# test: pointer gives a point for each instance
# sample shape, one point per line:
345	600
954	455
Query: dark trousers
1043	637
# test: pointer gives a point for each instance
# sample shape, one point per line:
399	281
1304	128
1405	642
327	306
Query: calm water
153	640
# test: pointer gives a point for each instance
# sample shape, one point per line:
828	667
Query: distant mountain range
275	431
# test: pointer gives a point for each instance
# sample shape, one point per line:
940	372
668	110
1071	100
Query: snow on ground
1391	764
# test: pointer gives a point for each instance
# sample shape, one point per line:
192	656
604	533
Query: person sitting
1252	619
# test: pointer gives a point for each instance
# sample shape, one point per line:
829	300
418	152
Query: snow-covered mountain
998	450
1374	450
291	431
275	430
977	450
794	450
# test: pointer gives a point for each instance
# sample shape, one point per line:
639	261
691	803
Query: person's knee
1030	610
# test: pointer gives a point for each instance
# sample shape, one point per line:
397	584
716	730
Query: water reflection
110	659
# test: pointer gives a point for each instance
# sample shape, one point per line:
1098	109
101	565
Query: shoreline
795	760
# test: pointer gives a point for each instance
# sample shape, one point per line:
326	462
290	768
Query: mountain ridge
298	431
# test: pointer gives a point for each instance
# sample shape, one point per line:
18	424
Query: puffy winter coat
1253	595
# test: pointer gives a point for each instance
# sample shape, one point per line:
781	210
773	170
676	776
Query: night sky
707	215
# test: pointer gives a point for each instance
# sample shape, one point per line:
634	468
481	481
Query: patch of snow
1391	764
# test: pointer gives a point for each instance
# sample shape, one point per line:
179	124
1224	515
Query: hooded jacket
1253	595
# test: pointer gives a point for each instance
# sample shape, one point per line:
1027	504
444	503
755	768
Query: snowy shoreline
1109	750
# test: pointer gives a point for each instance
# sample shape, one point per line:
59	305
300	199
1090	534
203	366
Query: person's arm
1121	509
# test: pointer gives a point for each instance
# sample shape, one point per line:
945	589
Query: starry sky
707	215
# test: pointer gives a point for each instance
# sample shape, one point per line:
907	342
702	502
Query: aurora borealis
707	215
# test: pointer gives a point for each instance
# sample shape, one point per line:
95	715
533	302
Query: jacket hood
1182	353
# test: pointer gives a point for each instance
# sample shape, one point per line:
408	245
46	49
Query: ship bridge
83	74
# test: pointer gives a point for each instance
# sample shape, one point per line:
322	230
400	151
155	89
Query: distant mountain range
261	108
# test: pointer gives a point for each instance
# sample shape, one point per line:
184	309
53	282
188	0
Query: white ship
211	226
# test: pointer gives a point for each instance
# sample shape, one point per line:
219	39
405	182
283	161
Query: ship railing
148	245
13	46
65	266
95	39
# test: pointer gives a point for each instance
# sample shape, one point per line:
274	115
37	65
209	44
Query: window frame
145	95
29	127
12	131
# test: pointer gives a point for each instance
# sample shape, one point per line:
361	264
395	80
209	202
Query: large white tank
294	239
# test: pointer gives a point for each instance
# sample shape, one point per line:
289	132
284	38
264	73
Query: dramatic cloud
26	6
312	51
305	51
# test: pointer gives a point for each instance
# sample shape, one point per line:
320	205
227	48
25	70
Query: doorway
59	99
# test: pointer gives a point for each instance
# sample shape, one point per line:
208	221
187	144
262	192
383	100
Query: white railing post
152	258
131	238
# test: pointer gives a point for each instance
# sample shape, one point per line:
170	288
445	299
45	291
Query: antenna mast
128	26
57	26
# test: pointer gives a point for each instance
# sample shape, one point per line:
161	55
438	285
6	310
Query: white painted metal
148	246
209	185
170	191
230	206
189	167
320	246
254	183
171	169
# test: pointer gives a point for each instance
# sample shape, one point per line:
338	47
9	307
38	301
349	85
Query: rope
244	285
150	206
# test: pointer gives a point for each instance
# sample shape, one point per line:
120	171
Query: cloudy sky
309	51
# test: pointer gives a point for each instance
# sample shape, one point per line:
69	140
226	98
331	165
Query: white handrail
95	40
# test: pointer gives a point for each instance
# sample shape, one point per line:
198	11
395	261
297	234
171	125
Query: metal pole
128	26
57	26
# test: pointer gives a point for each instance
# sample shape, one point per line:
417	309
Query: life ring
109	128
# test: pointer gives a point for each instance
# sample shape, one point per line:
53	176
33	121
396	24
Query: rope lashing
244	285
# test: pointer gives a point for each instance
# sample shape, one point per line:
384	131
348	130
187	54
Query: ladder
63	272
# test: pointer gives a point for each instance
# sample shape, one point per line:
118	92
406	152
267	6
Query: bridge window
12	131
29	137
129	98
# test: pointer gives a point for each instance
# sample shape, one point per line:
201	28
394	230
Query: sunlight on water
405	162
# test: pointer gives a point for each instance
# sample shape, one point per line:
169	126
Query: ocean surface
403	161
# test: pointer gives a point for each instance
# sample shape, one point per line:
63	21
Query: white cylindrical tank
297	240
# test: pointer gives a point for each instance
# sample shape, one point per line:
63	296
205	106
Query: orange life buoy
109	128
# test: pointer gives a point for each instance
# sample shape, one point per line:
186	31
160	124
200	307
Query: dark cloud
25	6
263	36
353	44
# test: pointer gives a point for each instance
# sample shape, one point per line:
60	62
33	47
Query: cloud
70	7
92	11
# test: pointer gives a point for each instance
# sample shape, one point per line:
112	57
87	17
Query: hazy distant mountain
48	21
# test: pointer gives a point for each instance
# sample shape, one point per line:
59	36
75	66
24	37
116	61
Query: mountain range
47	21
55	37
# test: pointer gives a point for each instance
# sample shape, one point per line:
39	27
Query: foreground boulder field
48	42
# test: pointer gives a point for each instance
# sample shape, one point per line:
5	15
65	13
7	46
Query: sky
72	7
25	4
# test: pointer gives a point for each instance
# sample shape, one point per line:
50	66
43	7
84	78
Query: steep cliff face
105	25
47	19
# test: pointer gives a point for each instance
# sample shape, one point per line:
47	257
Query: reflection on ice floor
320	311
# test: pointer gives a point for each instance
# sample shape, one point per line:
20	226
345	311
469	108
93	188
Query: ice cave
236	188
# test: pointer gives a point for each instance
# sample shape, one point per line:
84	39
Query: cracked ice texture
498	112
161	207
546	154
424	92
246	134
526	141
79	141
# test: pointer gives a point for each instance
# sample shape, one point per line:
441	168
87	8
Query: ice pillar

## Your task
All of the entries above must be quoted exactly.

## Expected answer
# test: pointer gives a point for each instance
# sample shape, one point per line:
345	600
954	455
Query: dark trousers
1043	637
# test: pointer gives a point for each instance
# sample shape, one point per line:
399	281
1304	128
1405	642
327	306
Query: calm water
153	640
# test: pointer gives a point for each instance
# sample shape, one point per line:
828	667
Query: distant mountain range
275	431
# test: pointer gives a point for each instance
# sample shape, one point per line:
940	372
668	110
1071	100
Query: snow on ground
1391	764
# test: pointer gives a point for each instance
# sample shape, one point per line:
192	656
604	533
Query: person sitting
1252	619
# test: pointer gives a point for each instance
# sample shape, one point per line:
829	300
418	152
Query: snow-covered mountain
998	450
1374	450
291	431
275	430
977	450
794	450
# test: pointer gives a point for each instance
# sample shape, one point per line:
639	261
691	803
Query: person's knee
1030	610
# test: pointer gives a point for each instance
# sample shape, one point per line:
397	584
716	730
Query: water reflection
110	659
# test: pointer gives a point for each instance
# sample shape, one point per line:
1098	109
101	565
Query: shoreline
795	760
# test: pointer gives a point for each instance
# sample shape, one point per line:
326	462
290	768
Query: mountain ridge
298	431
# test: pointer gives a point for each instance
# sample shape, one point per line:
18	424
Query: puffy winter coat
1253	595
# test: pointer gives a point for each instance
# sample shape, one point per line:
781	210
773	170
676	776
Query: night sky
707	215
# test: pointer gives a point for each instance
# sample shape, one point per line:
634	468
481	481
Query: patch of snow
1391	764
# test: pointer gives a point for each instance
# sample shape, one point per line:
179	124
1224	515
Query: hooded jacket
1253	595
# test: pointer gives a point for each instance
# sample shape, one point per line:
1027	504
444	503
755	768
Query: snowy shoreline
1109	750
# test: pointer gives a point for each instance
# sample shape, one point per line:
59	305
300	199
1090	534
203	366
Query: person's arm
1121	509
# test: pointer gives a point for each instance
# sample shape, one point per line:
945	589
Query: starry sky
707	215
# test: pointer gives a point for each instance
# sample shape, one point per line:
907	342
702	502
Query: aurora borealis
707	215
# test: pointer gives a point for each instance
# sample shape, one point per line:
95	715
533	302
Query: jacket hood
1182	353
# test: pointer gives a point for each instance
# sample shape, one point per line:
408	245
46	49
Query: ship bridge
83	74
# test: pointer gives a point for each instance
# sample shape, one point per line:
322	230
400	151
155	89
Query: distant mountain range
261	108
# test: pointer gives a point for each instance
# sample shape, one point per line:
184	309
53	282
188	0
Query: white ship
211	226
# test: pointer gives a point for each instance
# sample shape, one point per line:
219	39
405	182
283	161
Query: ship railing
148	245
13	46
65	266
95	39
# test: pointer gives a point for each instance
# sample shape, one point per line:
274	115
37	65
209	44
Query: window frame
145	95
29	127
12	131
# test: pointer gives a point for each instance
# sample shape, one point per line:
361	264
395	80
209	202
Query: large white tank
294	239
# test: pointer gives a point for each instance
# sample shape, one point per line:
289	132
284	38
264	73
Query: dramatic cloud
26	6
312	51
305	51
# test: pointer gives a point for each instance
# sample shape, one point per line:
320	205
227	48
25	70
Query: doorway
59	99
# test: pointer gives a point for each instance
# sample shape, one point per line:
208	221
187	144
262	192
383	100
Query: white railing post
152	258
131	238
# test: pointer gives a point for each instance
# sample shape, one point per line:
170	288
445	299
45	291
Query: antenna mast
128	26
57	26
# test: pointer gives a point for each instance
# sample shape, one point per line:
161	55
438	285
6	310
Query: white painted metal
148	246
209	185
170	191
230	206
189	167
320	246
254	183
171	169
# test: pointer gives a point for each instance
# sample shape, one point per line:
338	47
9	307
38	301
349	85
Query: rope
244	285
150	206
# test: pointer gives a point for each instance
# sample shape, one point per line:
120	171
Query: cloudy sky
309	51
# test: pointer gives a point for each instance
# sample shape, one point per line:
69	140
226	98
331	165
Query: white handrail
95	40
# test: pointer gives a point for each instance
# sample shape, one point per line:
198	11
395	261
297	234
171	125
Query: metal pole
128	26
57	26
# test: pointer gives a point for each instance
# sample shape, one point per line:
417	309
Query: life ring
109	128
# test: pointer gives a point for each instance
# sample shape, one point per line:
53	176
33	121
396	24
Query: rope lashing
244	285
# test: pointer gives a point for each instance
# sample shape, one point per line:
384	131
348	130
187	54
Query: ladder
63	272
# test: pointer gives a point for each instance
# sample shape, one point per line:
118	92
406	152
267	6
Query: bridge window
12	131
29	137
129	98
# test: pointer gives a point for each instance
# sample shape, one point per line:
201	28
394	230
Query: sunlight on water
405	162
# test: pointer gives a point for each instance
# sample shape, one point per line:
169	126
Query: ocean surface
403	161
# test: pointer gives a point for each instance
# sample shape, one point per line:
63	21
Query: white cylindrical tank
297	240
# test: pointer gives a point for each instance
# sample shape, one point per line:
63	296
205	106
Query: orange life buoy
109	128
# test: pointer gives a point for each instance
# sample shape, one point per line:
186	31
160	124
200	307
Query: dark cloud
25	6
263	36
353	44
# test: pointer gives a point for each instance
# sample shape, one point per line:
60	62
33	47
Query: cloud
70	7
92	11
# test: pointer gives a point for each instance
# sample shape, one point per line:
112	57
87	17
Query: hazy distant mountain
48	21
# test: pointer gives a point for each instance
# sample shape, one point per line:
59	36
75	66
24	37
116	61
Query: mountain range
47	21
55	37
# test: pointer gives a point for each instance
# sample shape, one point per line:
39	27
Query: foreground boulder field
48	42
# test: pointer gives a point for each instance
# sample shape, one point per line:
5	15
65	13
7	46
Query: sky
72	7
25	4
# test: pointer gives a point for each instance
# sample shape, one point per line:
50	66
43	7
84	78
Query: steep cliff face
105	25
47	19
# test: pointer gives a point for each instance
# sample shape, one point per line:
47	257
Query: reflection on ice floor
320	311
# test: pointer gives a point for each instance
# sample shape, one point per line:
20	226
345	311
469	108
93	188
Query: ice cave
236	188
# test: pointer gives a point for each instance
# sample shape, one point per line:
84	39
Query: cracked ice texture
498	112
161	207
546	154
424	92
246	134
526	141
79	141
# test: pointer gives a point for each instance
# sample shape, one point per line:
441	168
87	8
Query: ice pillar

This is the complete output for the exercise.